The data —
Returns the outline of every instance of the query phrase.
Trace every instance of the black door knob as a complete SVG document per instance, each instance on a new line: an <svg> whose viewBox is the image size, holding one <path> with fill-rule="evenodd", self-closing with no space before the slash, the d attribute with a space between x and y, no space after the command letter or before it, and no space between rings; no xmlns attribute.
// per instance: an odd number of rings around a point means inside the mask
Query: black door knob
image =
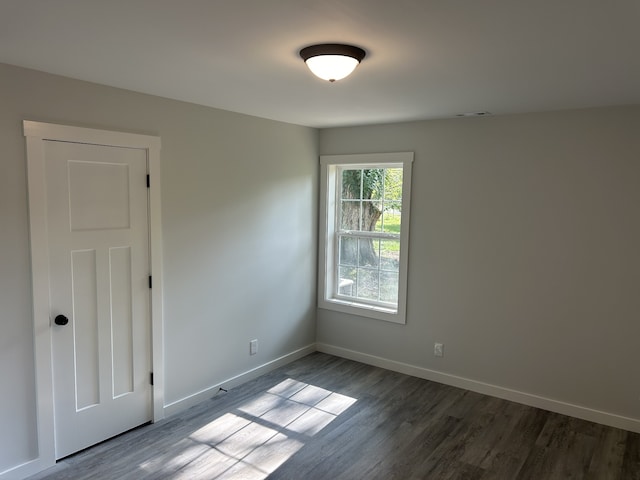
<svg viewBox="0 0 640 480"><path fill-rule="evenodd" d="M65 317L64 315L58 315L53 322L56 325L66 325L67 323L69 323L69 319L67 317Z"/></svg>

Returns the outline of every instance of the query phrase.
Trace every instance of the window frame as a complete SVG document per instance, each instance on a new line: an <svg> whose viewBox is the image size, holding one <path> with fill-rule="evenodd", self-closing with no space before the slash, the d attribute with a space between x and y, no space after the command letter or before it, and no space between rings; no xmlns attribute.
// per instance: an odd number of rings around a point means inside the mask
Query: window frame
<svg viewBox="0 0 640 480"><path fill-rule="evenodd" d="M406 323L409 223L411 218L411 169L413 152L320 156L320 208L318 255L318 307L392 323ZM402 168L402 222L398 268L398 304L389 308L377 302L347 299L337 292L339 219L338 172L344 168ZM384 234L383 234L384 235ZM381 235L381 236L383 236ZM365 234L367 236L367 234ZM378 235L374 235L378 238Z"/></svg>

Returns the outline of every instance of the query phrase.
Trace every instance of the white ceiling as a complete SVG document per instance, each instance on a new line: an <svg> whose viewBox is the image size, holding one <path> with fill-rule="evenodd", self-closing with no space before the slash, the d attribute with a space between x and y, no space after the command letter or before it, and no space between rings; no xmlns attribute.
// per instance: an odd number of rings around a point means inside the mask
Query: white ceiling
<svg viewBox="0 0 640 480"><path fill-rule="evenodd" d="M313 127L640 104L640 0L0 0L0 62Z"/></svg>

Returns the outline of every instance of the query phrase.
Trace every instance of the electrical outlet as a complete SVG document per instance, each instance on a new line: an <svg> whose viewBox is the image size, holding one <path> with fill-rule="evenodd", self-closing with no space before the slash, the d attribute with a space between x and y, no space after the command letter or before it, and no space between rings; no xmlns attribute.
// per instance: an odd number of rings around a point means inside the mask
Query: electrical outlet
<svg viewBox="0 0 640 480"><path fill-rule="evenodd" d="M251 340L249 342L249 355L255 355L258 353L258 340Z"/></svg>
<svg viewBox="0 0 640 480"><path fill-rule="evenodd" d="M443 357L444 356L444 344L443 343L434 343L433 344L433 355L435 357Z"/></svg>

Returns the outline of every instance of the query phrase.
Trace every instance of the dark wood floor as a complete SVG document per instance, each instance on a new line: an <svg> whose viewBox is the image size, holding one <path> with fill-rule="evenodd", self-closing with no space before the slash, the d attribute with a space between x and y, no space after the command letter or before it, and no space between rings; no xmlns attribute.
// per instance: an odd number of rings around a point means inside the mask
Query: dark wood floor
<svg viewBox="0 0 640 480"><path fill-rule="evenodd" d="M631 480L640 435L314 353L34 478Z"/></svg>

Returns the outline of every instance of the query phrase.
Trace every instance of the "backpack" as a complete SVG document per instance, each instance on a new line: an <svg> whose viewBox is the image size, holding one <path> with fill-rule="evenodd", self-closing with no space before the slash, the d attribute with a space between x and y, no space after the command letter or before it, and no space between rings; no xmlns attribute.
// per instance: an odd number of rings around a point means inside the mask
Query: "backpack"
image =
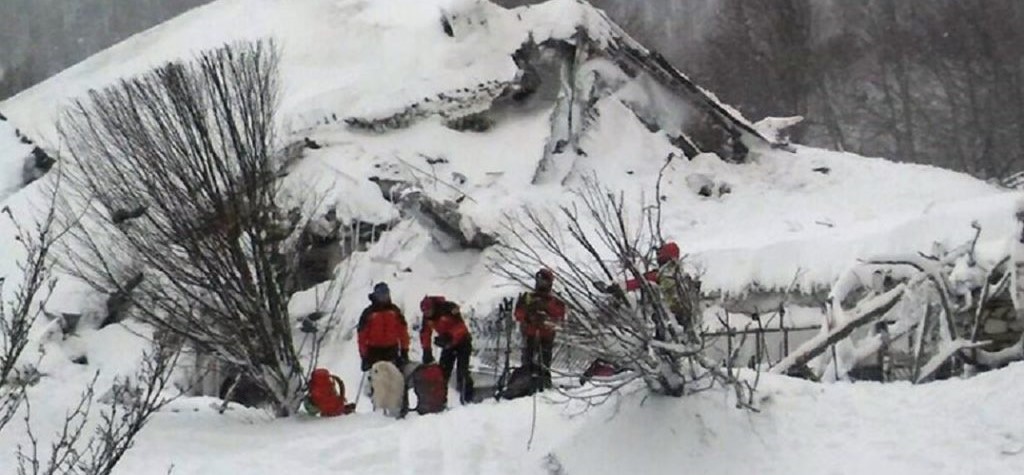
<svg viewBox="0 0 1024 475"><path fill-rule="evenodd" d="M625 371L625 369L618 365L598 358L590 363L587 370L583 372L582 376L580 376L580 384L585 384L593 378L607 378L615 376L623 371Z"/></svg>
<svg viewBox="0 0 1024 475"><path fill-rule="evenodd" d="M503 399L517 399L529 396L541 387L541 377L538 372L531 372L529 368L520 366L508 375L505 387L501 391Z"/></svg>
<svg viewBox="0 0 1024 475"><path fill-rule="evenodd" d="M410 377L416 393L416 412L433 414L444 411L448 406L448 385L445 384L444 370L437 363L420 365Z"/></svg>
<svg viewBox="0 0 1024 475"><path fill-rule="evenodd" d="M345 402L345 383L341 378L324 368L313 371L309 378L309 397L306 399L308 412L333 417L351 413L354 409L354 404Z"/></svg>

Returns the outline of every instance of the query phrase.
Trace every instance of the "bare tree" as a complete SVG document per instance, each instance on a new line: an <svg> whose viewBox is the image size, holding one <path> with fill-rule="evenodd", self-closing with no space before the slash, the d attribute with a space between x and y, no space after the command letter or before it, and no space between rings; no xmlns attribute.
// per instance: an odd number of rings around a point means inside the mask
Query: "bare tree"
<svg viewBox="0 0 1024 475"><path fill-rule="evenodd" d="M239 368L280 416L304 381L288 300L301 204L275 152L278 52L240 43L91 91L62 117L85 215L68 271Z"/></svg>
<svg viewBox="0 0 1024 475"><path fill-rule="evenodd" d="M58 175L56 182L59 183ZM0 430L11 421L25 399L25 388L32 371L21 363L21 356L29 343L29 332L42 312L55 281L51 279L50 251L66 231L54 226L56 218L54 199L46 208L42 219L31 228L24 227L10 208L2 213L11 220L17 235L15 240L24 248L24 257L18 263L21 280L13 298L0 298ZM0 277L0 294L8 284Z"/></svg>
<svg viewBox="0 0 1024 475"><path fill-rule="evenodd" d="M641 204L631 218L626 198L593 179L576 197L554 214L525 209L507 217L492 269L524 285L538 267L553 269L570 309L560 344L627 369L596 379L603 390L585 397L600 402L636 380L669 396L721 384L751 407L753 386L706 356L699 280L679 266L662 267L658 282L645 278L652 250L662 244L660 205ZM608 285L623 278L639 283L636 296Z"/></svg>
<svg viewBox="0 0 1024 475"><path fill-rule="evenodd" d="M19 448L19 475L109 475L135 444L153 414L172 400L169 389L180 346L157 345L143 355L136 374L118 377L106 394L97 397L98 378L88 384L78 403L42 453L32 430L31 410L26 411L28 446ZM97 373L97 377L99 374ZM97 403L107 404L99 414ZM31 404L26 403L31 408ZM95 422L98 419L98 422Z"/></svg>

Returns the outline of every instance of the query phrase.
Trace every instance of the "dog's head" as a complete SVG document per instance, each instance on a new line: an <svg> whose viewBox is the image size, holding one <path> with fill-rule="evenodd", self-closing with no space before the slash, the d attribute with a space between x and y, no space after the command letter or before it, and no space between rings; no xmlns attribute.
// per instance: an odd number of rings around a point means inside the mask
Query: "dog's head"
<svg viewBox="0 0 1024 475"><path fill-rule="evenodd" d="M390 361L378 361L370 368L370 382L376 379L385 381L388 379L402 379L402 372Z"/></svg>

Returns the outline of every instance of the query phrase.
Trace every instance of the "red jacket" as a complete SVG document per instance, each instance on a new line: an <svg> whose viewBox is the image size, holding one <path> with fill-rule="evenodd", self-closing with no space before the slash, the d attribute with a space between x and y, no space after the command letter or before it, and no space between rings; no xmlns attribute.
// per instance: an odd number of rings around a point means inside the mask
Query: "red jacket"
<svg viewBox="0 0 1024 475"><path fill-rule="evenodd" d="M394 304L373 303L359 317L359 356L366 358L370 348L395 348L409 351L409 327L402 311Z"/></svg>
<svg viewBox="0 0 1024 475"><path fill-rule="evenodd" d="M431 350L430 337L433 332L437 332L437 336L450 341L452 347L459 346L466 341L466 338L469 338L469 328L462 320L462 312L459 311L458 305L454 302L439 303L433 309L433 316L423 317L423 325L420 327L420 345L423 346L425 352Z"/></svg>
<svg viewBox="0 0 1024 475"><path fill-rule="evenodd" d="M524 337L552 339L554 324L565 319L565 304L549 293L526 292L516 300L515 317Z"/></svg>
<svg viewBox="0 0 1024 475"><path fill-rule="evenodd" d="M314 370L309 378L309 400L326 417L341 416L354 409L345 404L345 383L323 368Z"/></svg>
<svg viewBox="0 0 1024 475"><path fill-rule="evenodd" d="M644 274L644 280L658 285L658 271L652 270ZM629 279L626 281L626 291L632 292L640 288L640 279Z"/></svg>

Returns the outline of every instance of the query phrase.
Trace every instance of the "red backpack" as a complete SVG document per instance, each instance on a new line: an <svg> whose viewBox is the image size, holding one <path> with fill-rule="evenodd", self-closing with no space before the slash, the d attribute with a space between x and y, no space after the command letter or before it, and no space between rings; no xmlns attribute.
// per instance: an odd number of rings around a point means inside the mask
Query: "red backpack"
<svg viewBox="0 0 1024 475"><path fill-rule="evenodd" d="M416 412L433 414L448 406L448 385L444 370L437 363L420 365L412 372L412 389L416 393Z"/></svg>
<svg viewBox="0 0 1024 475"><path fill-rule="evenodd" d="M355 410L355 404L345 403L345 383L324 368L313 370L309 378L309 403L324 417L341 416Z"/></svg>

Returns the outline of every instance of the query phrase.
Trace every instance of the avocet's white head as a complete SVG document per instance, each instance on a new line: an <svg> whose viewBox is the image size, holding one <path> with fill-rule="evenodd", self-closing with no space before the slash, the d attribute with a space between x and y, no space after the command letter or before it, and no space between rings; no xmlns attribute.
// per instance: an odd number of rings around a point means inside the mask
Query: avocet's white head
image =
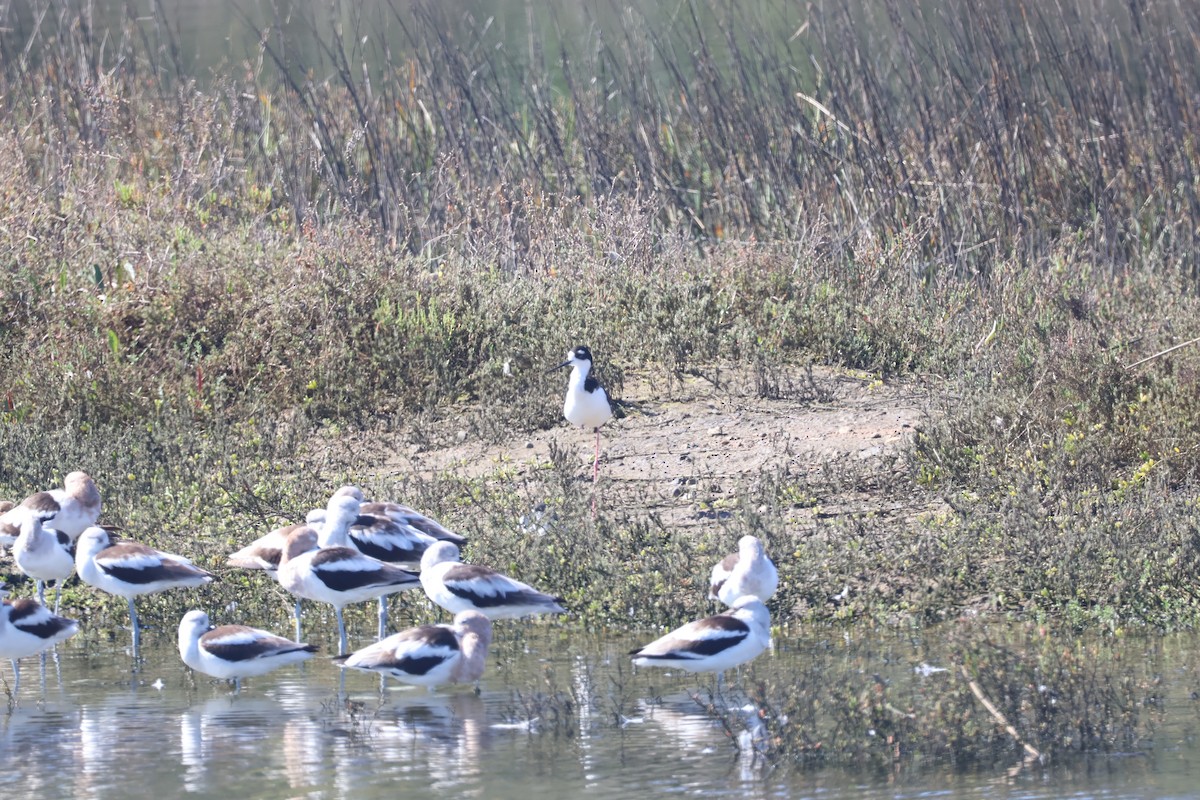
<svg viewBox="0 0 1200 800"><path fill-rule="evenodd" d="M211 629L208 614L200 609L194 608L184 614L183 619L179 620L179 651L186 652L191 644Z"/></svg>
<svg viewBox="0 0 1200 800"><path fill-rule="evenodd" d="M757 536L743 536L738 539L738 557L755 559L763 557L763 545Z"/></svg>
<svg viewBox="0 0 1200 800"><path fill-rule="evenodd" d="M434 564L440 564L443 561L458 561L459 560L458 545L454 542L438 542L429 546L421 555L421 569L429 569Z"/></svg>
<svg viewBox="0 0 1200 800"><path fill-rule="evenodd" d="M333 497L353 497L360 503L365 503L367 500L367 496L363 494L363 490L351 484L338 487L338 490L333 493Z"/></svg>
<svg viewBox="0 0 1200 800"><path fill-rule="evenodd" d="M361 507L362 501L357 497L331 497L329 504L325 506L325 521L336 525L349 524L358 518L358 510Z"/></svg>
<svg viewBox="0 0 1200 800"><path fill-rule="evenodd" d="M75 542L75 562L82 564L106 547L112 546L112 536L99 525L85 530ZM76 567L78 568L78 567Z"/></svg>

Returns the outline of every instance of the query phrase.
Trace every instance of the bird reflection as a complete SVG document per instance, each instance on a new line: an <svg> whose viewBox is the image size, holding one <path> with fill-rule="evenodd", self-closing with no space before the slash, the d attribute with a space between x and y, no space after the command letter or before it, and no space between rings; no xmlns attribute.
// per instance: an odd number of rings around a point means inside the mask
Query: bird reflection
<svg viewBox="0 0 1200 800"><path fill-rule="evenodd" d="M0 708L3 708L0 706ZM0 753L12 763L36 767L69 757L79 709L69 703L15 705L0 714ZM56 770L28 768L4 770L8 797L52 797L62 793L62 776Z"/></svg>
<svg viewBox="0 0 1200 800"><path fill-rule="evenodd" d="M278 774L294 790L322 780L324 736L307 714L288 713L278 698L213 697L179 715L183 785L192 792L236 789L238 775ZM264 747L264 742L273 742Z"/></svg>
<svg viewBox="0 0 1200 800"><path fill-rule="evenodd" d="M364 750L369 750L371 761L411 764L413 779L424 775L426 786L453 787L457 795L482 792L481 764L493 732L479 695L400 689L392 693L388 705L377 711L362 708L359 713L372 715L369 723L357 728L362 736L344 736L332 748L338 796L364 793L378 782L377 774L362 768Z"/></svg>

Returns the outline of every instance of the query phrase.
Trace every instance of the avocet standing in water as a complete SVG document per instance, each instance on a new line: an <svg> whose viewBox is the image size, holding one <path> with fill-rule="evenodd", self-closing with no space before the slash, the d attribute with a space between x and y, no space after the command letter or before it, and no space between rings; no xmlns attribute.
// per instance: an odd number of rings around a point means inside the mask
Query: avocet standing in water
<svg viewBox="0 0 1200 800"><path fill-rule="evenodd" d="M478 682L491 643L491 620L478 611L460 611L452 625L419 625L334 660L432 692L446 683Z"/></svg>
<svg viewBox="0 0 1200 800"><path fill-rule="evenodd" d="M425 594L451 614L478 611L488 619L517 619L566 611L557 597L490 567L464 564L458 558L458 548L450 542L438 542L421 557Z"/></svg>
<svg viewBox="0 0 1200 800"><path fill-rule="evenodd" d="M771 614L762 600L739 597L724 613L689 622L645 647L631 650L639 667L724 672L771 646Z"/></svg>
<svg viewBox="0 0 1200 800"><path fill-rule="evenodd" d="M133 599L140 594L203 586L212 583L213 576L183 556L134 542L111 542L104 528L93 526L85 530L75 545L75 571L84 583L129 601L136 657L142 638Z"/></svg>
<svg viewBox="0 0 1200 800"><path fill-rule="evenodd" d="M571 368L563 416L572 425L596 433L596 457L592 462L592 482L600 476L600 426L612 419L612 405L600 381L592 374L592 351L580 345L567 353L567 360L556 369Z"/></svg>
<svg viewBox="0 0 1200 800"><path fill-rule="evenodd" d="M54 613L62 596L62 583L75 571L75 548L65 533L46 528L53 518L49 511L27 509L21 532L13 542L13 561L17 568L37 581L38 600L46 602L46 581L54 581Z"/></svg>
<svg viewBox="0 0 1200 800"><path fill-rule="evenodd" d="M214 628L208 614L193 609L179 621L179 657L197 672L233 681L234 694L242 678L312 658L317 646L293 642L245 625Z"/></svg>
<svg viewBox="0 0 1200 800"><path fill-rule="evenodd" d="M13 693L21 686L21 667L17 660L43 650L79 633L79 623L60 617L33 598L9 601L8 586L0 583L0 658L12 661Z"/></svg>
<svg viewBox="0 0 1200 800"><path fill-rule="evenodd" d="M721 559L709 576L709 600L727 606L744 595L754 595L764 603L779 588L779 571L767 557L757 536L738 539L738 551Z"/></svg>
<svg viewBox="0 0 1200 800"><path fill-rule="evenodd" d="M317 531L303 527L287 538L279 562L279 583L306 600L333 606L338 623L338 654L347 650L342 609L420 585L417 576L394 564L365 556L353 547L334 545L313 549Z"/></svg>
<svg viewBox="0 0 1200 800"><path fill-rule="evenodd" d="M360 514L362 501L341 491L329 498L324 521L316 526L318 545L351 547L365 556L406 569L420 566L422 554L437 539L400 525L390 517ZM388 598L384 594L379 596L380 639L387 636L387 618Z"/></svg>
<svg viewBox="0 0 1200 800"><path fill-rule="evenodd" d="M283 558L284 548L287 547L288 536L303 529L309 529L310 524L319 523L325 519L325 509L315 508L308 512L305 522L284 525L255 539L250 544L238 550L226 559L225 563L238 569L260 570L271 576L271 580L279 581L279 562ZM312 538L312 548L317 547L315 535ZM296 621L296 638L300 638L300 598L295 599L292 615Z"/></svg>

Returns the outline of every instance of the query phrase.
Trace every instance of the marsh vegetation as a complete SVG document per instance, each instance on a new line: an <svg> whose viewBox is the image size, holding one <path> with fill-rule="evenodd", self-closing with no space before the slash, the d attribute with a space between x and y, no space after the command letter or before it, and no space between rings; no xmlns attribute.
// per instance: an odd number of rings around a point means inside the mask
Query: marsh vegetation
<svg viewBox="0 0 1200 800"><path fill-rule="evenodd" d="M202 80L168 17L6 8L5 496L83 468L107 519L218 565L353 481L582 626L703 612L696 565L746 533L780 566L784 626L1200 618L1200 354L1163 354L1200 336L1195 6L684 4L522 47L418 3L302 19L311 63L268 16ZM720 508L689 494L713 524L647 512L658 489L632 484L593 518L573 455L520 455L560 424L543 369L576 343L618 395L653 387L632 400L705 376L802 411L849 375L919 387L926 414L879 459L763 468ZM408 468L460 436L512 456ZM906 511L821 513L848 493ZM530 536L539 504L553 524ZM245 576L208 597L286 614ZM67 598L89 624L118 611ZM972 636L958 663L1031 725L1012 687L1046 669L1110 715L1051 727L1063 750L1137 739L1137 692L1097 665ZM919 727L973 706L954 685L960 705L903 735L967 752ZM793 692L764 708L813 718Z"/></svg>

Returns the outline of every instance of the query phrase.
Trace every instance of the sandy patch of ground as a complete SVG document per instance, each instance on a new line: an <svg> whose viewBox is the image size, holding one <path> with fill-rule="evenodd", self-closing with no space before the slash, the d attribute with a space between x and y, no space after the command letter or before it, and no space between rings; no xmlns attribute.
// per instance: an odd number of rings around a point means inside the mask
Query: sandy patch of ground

Work order —
Nothing but the lines from the beginning of the records through the line with "Query: black door knob" should appear, each printed exactly.

Written answer —
Returns the outline of every instance of the query phrase.
Trace every instance of the black door knob as a complete SVG document per instance, each instance on a new line: an <svg> whose viewBox is the image size, holding one <path> with fill-rule="evenodd", self-closing with no space before the slash, the d attribute with a space between x and y, no space after the command letter or before it, and no space between rings; no xmlns attribute.
// per instance: an odd number of rings around a point means inside the mask
Query: black door knob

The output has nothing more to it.